Testo estratto.
--------------------

Il fact-checking de lavoce.info passa al setaccio le dichiarazioni di politici, imprenditori e sindacalisti per stabilire, con numeri e fatti, se hanno detto il vero o il falso. Questa volta tocca a Silvio Berlusconi che ritorna con un suo classico: le tasse.
La pressione fiscale
“Non abbiamo mai messo le mani nelle tasche degli italiani”. Di certo è la formula più famosa della crociata di Silvio Berlusconi contro le tasse, presa poi in prestito anche dagli avversari politici, da Matteo Renzi ai Cinque Stelle. Ma il più affezionato rimane lui, l’ex Cavaliere. L’ha dimostrato nel corso del colloquio con Maurizio Costanzo su Canale 5 (al minuto 46:10), ripetendosi per l’ennesima volta. Per poi, sulle pagine del Corriere della Sera, tornare sull’argomento qualche giorno dopo: “Noi eravamo riusciti a portare la pressione fiscale al 39 per cento – comunque ancora troppo alta – mentre ora è al 43,3”.
Il leader di Forza Italia intende insomma sostenere di non aver mai alzato il livello di tassazione: è l’ipotesi che sottoporremo a verifica.
Partiamo dall’ultima dichiarazione di Berlusconi. La pressione fiscale è uno degli strumenti per misurare il prelievo pubblico nell’economia, in particolare la quota di reddito ritirata dallo stato centrale o dagli enti locali tramite imposte dirette, imposte indirette, imposte in conto capitale e contributi sociali. La formula è infatti il rapporto tra la somma di gettito fiscale e gettito contributivo e il Pil nominale (cioè non corretto per l’inflazione). La pressione fiscale va distinta dalle entrate totali della pubblica amministrazione, che secondo Istat (vedi glossario) comprendono anche le altre entrate correnti e in conto capitale delle amministrazioni pubbliche. I numeri possono essere verificati consultando le principali fonti: Istat, Eurostat e Ocse, i cui dati presentano leggere differenze dovute a differenti modalità di calcolo. Negli ultimi tempi si è aggiunto il ministero dell’Economia, che annualmente corregge le statistiche Istat conteggiando come riduzione di imposte il bonus 80 euro introdotto nel 2014. Misura, pari a circa 10 miliardi, che Istat qualifica come maggiore spesa, come in effetti è dal punto di vista contabile.

--------------------

Dati forniti.
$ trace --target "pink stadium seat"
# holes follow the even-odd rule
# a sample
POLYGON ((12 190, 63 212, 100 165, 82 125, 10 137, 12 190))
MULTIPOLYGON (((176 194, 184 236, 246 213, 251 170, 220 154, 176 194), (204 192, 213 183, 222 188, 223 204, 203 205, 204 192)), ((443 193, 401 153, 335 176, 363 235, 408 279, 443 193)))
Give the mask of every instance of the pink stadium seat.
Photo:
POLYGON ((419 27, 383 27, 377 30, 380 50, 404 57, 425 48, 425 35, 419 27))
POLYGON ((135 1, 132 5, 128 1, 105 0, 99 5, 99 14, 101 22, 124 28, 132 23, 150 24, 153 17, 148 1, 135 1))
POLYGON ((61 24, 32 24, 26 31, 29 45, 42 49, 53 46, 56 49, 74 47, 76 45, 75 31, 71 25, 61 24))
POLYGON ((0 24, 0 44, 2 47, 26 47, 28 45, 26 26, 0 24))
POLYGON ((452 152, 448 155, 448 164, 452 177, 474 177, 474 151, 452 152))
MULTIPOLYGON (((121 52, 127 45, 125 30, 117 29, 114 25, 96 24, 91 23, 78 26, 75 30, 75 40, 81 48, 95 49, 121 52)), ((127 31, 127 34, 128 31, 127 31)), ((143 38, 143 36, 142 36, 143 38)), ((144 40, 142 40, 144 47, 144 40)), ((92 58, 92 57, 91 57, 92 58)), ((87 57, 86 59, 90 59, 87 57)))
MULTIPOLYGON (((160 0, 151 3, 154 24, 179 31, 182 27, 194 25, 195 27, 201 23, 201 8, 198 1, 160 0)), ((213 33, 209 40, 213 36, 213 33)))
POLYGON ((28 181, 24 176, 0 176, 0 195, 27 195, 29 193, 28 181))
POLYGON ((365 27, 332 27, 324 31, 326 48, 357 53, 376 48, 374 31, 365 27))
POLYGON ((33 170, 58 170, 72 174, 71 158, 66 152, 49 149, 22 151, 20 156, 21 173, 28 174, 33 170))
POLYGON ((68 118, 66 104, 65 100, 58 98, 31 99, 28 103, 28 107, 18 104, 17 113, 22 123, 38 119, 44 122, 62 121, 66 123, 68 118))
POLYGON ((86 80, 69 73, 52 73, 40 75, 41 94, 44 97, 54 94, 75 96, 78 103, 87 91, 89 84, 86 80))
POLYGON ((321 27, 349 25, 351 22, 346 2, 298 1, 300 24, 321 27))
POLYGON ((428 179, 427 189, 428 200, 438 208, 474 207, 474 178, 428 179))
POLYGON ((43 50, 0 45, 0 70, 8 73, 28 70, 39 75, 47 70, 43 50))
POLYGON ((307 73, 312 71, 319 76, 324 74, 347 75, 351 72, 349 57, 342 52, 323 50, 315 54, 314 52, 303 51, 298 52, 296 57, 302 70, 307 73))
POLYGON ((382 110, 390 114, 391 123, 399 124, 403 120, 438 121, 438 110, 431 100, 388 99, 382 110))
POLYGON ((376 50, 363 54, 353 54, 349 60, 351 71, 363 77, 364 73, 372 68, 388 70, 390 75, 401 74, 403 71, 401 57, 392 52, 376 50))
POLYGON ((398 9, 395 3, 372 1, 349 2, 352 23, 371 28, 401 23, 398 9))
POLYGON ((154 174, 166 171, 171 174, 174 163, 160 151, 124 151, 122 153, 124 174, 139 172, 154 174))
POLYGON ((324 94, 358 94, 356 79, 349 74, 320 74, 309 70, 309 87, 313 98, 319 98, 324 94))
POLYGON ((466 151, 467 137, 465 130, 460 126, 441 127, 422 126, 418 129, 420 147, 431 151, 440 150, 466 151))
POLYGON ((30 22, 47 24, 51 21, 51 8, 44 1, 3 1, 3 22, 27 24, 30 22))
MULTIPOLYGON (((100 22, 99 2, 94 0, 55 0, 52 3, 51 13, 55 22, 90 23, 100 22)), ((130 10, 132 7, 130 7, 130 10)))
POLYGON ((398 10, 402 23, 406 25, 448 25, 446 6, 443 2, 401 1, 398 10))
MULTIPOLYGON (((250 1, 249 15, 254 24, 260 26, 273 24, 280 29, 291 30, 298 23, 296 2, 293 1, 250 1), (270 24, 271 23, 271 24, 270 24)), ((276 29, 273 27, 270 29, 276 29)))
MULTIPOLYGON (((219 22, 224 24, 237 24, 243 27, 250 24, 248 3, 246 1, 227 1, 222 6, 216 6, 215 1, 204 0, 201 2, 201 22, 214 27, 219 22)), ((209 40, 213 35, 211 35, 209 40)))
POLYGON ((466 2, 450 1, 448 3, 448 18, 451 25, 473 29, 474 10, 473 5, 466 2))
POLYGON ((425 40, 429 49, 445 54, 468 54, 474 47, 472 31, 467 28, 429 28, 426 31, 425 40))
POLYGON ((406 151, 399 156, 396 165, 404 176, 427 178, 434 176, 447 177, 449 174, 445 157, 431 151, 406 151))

--------------------

Elenco attività.
A. Riporta identiche le righe delle voci, dall'inizio delle voci fino alla riga che contiene "POLYGON ((382 110, 390", inclusa.
B. Prosegui il testo sulla pressione fiscale a partire dalla sua ultima frase.

Risultati per attività.
A.
$ trace --target "pink stadium seat"
# holes follow the even-odd rule
# a sample
POLYGON ((12 190, 63 212, 100 165, 82 125, 10 137, 12 190))
MULTIPOLYGON (((176 194, 184 236, 246 213, 251 170, 220 154, 176 194), (204 192, 213 183, 222 188, 223 204, 203 205, 204 192)), ((443 193, 401 153, 335 176, 363 235, 408 279, 443 193)))
Give the mask of every instance of the pink stadium seat.
Photo:
POLYGON ((419 27, 383 27, 377 30, 380 50, 404 57, 425 48, 425 35, 419 27))
POLYGON ((135 1, 132 5, 128 1, 105 0, 99 5, 99 14, 101 22, 124 28, 132 23, 150 24, 153 17, 148 1, 135 1))
POLYGON ((61 24, 32 24, 26 31, 29 45, 42 49, 53 46, 56 49, 74 47, 76 45, 75 31, 71 25, 61 24))
POLYGON ((0 24, 0 44, 2 47, 26 47, 28 45, 26 26, 0 24))
POLYGON ((452 152, 448 155, 448 164, 452 177, 474 177, 474 151, 452 152))
MULTIPOLYGON (((121 52, 127 45, 125 30, 117 29, 114 25, 96 24, 91 23, 78 26, 75 30, 75 40, 81 48, 95 49, 121 52)), ((127 31, 127 34, 128 31, 127 31)), ((143 38, 143 36, 142 36, 143 38)), ((144 40, 142 40, 144 47, 144 40)), ((92 58, 92 57, 91 57, 92 58)), ((87 57, 86 59, 90 59, 87 57)))
MULTIPOLYGON (((160 0, 151 3, 154 24, 179 31, 182 27, 194 25, 195 27, 201 23, 201 8, 198 1, 160 0)), ((213 33, 209 40, 213 36, 213 33)))
POLYGON ((28 181, 24 176, 0 176, 0 195, 27 195, 29 193, 28 181))
POLYGON ((365 27, 332 27, 324 31, 326 48, 357 53, 376 48, 374 31, 365 27))
POLYGON ((33 170, 58 170, 72 174, 71 158, 66 152, 49 149, 22 151, 20 156, 21 173, 28 174, 33 170))
POLYGON ((68 118, 66 104, 65 100, 58 98, 31 99, 28 103, 28 107, 18 104, 17 113, 22 123, 38 119, 44 122, 62 121, 66 123, 68 118))
POLYGON ((86 80, 69 73, 52 73, 40 75, 41 94, 44 97, 54 94, 75 96, 78 103, 87 91, 89 84, 86 80))
POLYGON ((321 27, 349 25, 351 22, 346 2, 298 1, 300 24, 321 27))
POLYGON ((428 179, 427 189, 428 200, 438 208, 474 207, 474 178, 428 179))
POLYGON ((43 50, 0 45, 0 70, 8 73, 28 70, 39 75, 47 70, 43 50))
POLYGON ((307 73, 312 71, 319 76, 324 74, 347 75, 351 72, 349 57, 342 52, 323 50, 315 54, 314 52, 303 51, 298 52, 296 57, 302 70, 307 73))
POLYGON ((382 110, 390 114, 391 123, 399 124, 403 120, 438 121, 438 110, 431 100, 388 99, 382 110))

B.
La parola dunque ai dati, dal 1994 a oggi.
Tabella 1 – Pressione fiscale, serie storica
Circoscrivendo l’analisi ai governi guidati da Berlusconi (1994-1995, 2001-2006, 2008-2011), si vede come la pressione fiscale sia effettivamente scesa attorno al 39 per cento nel 2005 – come sostiene l’ex Cavaliere – (non prendiamo in considerazione il periodo 1994-1995 in cui i dati dei tre istituti divergono). E, tornando ai giorni nostri, 43,3 per cento è effettivamente l’ultimo dato disponibile secondo Ocse, per il 2015. Tuttavia, l’Istat ha già fornito il nuovo dato relativo all’anno scorso: 42,7 (42,1 al netto degli 80 euro secondo il Mef, pagina 46). Sui numeri perciò Berlusconi è, almeno in parte, impreciso.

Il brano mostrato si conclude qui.